Testo proposto:
- - - - - - -

La noia, così, si trasforma in energia costruttrice che vuole indirizzarsi alla vita per darle consistenza e compierla. Il mondo in cui viviamo, la società in cui siamo chiamati a spendere il nostro tempo non può eliminare questo desiderio; anche se non ci offre risposte, non può spegnere l’ “inclinazione”, come afferma sempre Leopardi nello Zibaldone: “Sebbene è spento nel mondo il grande e il bello e il vivo, non ne è spenta in noi l’inclinazione. Se è tolto l’ottenere, non è tolto nè possibile a togliere il desiderare […]”. Allora, “Non ci resta che ridere in queste notti bruciate/ una corona di spine/ sarà il dress-code per la mia festa/ è la cumbia della noia/ è la cumbia della noia”, è tempo di affrontare, così come siamo, la festa della vita; è tempo di far danzare e cantare la nostra noia sulle note della “cumbia”, canto e danza popolare colombiana a cui si è ispirata la cantante.

- - - - - - -

Duplica per intero il testo sulla noia, senza cambiare nulla. I dati non hanno alcun ruolo in questo esercizio.

Materiale di partenza:
- - - - - - -

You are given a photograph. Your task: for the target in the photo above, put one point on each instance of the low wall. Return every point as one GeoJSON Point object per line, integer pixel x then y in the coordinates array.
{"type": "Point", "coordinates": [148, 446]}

- - - - - - -

Soluzione:
La noia, così, si trasforma in energia costruttrice che vuole indirizzarsi alla vita per darle consistenza e compierla. Il mondo in cui viviamo, la società in cui siamo chiamati a spendere il nostro tempo non può eliminare questo desiderio; anche se non ci offre risposte, non può spegnere l’ “inclinazione”, come afferma sempre Leopardi nello Zibaldone: “Sebbene è spento nel mondo il grande e il bello e il vivo, non ne è spenta in noi l’inclinazione. Se è tolto l’ottenere, non è tolto nè possibile a togliere il desiderare […]”. Allora, “Non ci resta che ridere in queste notti bruciate/ una corona di spine/ sarà il dress-code per la mia festa/ è la cumbia della noia/ è la cumbia della noia”, è tempo di affrontare, così come siamo, la festa della vita; è tempo di far danzare e cantare la nostra noia sulle note della “cumbia”, canto e danza popolare colombiana a cui si è ispirata la cantante.